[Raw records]
================

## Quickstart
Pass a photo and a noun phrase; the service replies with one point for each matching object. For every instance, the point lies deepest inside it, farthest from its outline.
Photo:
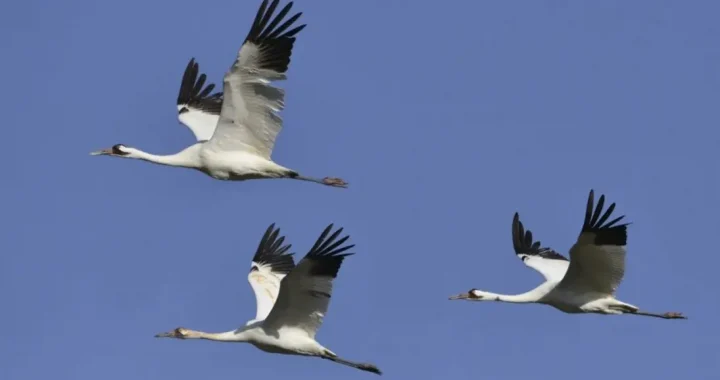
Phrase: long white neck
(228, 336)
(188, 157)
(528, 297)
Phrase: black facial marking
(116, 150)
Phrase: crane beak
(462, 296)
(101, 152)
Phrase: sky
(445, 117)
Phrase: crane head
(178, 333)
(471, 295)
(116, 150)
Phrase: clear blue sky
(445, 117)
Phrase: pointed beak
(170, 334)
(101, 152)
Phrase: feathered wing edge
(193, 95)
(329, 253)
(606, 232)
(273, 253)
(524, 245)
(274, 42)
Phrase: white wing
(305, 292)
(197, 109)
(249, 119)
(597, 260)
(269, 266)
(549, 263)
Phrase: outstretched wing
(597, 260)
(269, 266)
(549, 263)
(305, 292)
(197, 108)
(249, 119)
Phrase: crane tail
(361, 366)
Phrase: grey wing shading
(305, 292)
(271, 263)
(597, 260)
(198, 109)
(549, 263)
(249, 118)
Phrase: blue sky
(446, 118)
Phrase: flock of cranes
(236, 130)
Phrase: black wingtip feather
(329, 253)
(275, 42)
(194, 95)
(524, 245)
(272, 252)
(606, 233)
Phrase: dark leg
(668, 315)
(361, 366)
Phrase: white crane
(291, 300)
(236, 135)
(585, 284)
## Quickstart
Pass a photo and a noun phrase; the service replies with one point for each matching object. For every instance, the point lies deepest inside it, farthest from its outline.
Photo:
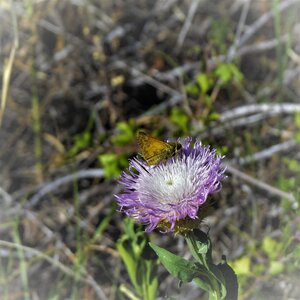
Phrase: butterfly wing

================

Exercise:
Copy out every line of the items from the one containing "Phrase: white crane" down through the last line, both included and unchanged. Leave the pictures out.

Correct response:
Phrase: white crane
(291, 300)
(236, 135)
(585, 284)
## Quickstart
Pass a photo and a noun phrase; the service replies with one point for each matching object. For every instance, the point lies deepest inside it, farthest from its outline.
Photo:
Phrase: butterfly wing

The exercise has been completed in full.